— Record list —

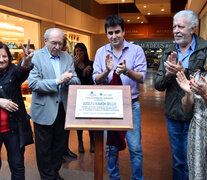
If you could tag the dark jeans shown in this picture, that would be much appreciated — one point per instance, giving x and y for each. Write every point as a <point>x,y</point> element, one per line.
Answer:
<point>80,135</point>
<point>178,133</point>
<point>15,155</point>
<point>49,144</point>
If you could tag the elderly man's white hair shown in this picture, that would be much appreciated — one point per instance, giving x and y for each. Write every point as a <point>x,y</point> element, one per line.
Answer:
<point>192,17</point>
<point>48,31</point>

— Given task —
Can you rewrite the data above as a two-column CSV with the headers input and output, one row per answer, putting the text being answered under input and its answer under output, each as a single quoted field with line breaks turned into spaces? Leave the pictures out.

— The completed task —
input,output
"If you could tag the dark jeans shown in this picture, that would be much appreciated — one point per instance, giving x and y for each. Write every point as a <point>x,y</point> element, one per line. Answer:","<point>80,135</point> <point>178,133</point> <point>15,155</point> <point>49,144</point>"
"If you could tag the elderly man's white hair shown in this picture, that would be much appreciated — one point per instance, giving x and y for each. Write every point as a <point>x,y</point> element, one per line. Answer:","<point>192,17</point> <point>48,31</point>"